• Short task:
Identify every line in the records below that contains the word "cluster", and copy each one, treating case as significant.

(Excerpts from location labeling data)
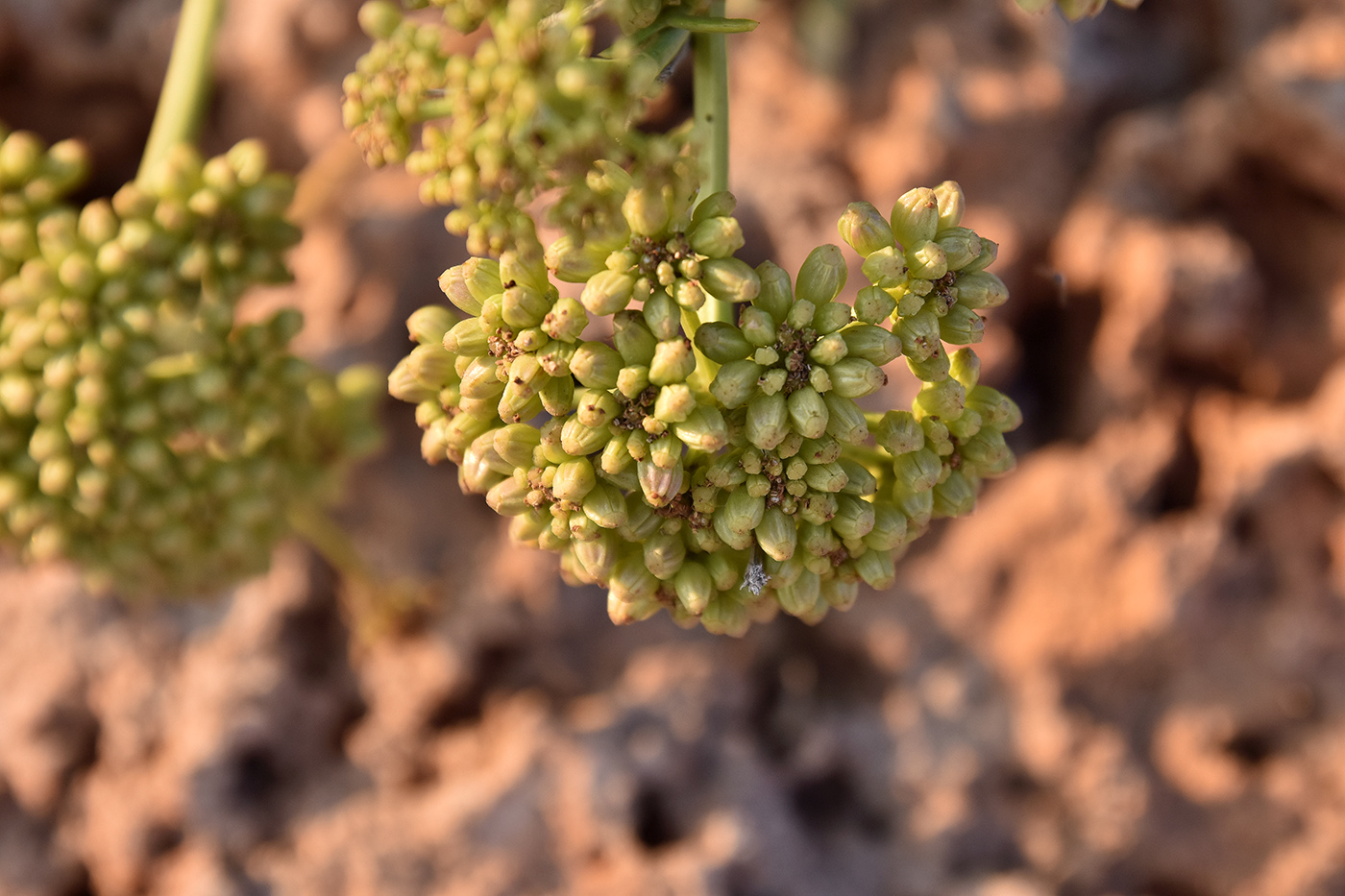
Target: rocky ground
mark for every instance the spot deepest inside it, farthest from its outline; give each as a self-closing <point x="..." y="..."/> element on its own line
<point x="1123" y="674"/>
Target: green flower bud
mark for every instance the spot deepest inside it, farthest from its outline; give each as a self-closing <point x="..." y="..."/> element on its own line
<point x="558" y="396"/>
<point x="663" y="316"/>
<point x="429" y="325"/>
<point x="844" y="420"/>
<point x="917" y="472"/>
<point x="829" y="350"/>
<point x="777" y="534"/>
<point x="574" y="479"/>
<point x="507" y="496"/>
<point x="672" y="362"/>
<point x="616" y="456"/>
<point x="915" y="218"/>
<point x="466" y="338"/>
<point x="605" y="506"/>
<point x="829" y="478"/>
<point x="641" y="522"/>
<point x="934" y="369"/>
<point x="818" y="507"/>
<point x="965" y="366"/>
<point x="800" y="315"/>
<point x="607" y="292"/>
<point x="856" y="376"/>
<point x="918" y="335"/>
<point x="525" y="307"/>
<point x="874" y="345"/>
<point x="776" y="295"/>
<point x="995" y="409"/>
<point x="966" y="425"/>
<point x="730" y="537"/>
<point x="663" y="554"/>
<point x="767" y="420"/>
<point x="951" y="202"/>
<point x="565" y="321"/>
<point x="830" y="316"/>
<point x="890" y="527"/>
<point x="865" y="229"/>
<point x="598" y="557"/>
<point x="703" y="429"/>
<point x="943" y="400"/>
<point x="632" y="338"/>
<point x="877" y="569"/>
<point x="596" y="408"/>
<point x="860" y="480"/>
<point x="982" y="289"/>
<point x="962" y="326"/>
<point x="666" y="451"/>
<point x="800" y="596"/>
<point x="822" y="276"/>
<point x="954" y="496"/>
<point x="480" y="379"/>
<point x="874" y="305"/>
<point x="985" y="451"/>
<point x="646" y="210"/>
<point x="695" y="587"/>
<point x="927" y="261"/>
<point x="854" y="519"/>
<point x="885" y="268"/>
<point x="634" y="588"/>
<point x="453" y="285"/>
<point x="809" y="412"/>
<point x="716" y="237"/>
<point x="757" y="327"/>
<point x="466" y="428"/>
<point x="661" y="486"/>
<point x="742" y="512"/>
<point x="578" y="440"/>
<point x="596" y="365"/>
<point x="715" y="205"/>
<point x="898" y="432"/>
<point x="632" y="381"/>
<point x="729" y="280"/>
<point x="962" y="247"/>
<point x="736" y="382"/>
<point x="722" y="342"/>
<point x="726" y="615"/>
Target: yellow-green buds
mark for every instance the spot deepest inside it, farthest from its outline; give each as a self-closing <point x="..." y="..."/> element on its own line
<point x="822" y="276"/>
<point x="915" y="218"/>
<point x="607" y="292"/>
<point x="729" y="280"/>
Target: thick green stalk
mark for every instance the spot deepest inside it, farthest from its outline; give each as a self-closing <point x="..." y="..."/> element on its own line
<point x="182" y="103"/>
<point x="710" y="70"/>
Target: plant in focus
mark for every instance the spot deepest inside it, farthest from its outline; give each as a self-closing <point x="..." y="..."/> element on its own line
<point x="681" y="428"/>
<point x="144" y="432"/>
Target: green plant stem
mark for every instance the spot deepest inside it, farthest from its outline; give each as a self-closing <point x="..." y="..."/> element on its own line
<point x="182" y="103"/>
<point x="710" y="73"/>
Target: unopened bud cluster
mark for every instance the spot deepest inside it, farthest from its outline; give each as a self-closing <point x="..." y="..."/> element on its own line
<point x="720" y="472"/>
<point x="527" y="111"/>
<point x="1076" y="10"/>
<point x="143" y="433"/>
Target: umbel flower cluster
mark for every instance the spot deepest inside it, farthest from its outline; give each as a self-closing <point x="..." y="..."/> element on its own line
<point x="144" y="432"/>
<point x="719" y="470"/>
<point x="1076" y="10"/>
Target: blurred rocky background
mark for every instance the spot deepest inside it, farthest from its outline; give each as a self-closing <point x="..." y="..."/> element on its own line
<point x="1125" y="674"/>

...

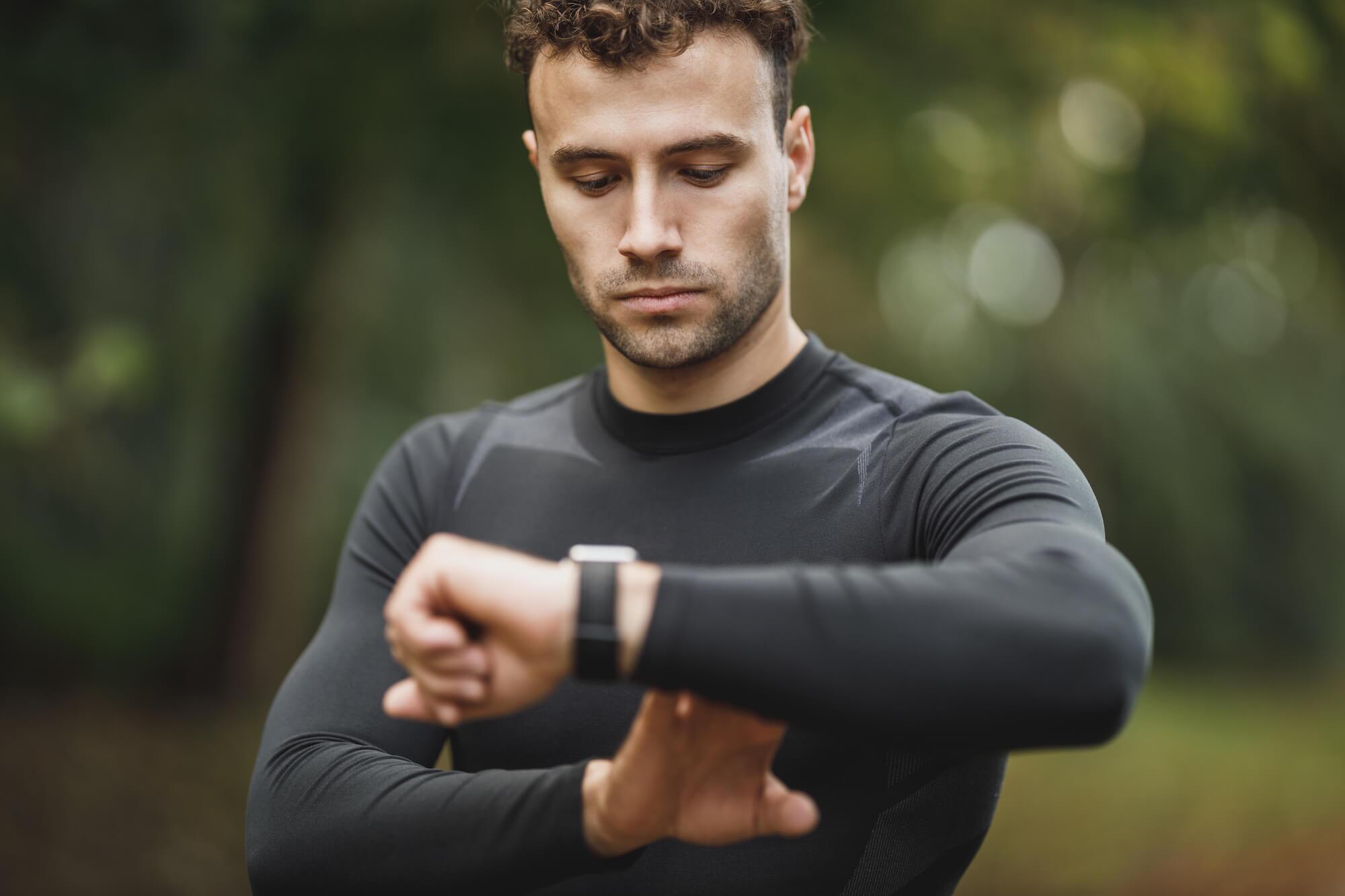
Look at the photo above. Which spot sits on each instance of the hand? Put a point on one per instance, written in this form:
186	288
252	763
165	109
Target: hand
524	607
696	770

• Solution below:
Target: unopened bud cluster
Target: umbel flower cluster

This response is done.